## Task statement:
Repeat the following lines exactly and nothing else: the line containing "segment: orange button-up blouse" and each line after it through the end of the listing.
**** Task data
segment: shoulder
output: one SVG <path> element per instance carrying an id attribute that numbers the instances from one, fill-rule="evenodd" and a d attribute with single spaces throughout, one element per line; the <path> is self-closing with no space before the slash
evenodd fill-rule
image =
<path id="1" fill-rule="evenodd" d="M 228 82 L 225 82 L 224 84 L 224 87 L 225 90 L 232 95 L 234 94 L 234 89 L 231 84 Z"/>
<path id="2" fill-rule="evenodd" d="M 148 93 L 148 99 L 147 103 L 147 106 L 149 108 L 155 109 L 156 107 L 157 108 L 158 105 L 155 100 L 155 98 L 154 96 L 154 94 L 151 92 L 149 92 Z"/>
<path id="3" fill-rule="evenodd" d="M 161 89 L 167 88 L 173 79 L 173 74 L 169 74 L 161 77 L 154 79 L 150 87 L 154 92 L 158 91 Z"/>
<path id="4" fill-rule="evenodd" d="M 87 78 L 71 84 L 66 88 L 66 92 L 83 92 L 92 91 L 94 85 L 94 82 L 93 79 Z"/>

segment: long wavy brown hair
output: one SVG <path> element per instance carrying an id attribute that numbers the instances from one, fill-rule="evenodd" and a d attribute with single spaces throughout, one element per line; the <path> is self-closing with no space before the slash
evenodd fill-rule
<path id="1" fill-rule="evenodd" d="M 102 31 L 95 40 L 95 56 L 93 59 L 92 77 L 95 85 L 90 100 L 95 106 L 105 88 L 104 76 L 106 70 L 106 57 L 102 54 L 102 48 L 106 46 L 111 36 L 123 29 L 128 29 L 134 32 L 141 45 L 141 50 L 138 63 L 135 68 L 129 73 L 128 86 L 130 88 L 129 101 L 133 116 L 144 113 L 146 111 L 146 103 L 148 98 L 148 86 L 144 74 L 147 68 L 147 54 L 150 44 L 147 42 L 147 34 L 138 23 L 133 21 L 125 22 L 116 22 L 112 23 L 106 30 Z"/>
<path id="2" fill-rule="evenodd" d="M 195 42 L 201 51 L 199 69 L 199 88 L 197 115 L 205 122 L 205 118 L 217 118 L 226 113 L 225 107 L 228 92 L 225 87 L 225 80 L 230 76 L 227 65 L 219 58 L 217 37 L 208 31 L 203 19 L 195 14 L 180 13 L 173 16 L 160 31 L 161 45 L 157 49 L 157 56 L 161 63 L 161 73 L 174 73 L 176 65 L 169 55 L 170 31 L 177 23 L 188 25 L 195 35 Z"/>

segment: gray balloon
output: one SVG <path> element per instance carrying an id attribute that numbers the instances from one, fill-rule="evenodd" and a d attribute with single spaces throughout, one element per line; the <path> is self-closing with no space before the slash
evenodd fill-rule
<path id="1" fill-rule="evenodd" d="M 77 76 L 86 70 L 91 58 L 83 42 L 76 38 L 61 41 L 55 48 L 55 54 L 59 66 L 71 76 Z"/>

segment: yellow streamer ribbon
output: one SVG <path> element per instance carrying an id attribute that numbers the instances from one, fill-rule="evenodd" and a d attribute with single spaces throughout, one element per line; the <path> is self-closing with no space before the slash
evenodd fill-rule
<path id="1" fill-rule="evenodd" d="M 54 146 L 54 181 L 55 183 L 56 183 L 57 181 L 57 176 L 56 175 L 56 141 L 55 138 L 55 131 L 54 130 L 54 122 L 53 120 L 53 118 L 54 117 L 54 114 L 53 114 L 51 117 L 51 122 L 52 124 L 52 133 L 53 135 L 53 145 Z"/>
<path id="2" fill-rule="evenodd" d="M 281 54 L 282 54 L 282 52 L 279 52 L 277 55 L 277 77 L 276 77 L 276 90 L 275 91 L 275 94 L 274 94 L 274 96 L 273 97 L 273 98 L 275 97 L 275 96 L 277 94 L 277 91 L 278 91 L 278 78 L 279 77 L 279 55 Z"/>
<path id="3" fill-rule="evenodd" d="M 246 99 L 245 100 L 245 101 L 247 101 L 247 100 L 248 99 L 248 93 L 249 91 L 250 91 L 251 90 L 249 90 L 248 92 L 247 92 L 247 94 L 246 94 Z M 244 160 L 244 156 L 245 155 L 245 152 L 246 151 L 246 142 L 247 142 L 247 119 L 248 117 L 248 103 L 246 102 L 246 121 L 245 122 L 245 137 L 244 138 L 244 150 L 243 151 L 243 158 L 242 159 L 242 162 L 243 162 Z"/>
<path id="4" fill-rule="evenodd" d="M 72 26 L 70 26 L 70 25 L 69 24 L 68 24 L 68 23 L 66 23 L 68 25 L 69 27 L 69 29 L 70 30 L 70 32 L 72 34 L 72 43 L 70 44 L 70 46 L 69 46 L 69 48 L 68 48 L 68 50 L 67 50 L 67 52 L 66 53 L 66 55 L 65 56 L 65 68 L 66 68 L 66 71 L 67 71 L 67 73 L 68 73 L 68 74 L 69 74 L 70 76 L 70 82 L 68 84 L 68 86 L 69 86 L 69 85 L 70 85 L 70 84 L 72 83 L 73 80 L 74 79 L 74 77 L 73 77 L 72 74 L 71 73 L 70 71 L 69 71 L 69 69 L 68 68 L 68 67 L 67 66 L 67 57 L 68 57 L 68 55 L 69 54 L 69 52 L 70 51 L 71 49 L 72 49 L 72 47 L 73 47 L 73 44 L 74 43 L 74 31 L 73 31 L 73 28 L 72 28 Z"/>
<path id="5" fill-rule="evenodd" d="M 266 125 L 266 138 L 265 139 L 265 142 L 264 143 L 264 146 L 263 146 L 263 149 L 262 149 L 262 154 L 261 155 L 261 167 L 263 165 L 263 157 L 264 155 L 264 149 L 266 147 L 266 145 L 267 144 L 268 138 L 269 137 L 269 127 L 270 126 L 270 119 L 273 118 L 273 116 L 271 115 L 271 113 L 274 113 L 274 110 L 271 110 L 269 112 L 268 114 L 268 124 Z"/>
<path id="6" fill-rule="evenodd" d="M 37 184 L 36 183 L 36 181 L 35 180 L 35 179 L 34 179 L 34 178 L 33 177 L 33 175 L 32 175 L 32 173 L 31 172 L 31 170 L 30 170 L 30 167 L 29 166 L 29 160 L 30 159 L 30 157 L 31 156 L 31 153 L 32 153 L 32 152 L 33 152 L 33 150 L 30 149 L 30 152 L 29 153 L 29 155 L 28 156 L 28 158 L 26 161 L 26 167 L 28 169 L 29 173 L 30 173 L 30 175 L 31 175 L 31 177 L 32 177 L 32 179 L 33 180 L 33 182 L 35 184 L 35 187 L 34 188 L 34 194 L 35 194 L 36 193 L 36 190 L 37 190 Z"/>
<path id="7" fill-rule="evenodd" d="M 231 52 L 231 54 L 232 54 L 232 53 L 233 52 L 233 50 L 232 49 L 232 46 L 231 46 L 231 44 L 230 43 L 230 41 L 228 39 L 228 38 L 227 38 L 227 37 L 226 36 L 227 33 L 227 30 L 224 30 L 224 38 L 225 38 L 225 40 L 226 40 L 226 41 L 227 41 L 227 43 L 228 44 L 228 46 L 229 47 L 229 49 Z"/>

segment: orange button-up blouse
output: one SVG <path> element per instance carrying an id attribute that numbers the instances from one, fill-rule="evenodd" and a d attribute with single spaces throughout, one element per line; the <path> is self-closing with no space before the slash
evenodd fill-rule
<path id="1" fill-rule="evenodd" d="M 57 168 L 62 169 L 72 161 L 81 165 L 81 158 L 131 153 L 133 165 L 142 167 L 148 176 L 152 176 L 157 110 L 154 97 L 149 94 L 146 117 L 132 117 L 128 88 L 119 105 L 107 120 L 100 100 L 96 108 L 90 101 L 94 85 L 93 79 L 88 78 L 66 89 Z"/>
********
## The completed task:
segment: orange button-up blouse
output: one SVG <path> element per instance carrying an id attribute that numbers the instances from one, fill-rule="evenodd" and a d attribute with single spaces throughout, one element per line; the <path> is self-closing with no space before the slash
evenodd fill-rule
<path id="1" fill-rule="evenodd" d="M 57 168 L 62 169 L 72 161 L 81 165 L 81 158 L 131 153 L 133 165 L 142 167 L 148 176 L 152 176 L 157 110 L 154 97 L 149 94 L 146 117 L 132 117 L 128 88 L 119 105 L 107 120 L 100 100 L 96 108 L 90 101 L 94 85 L 93 79 L 88 78 L 66 89 Z"/>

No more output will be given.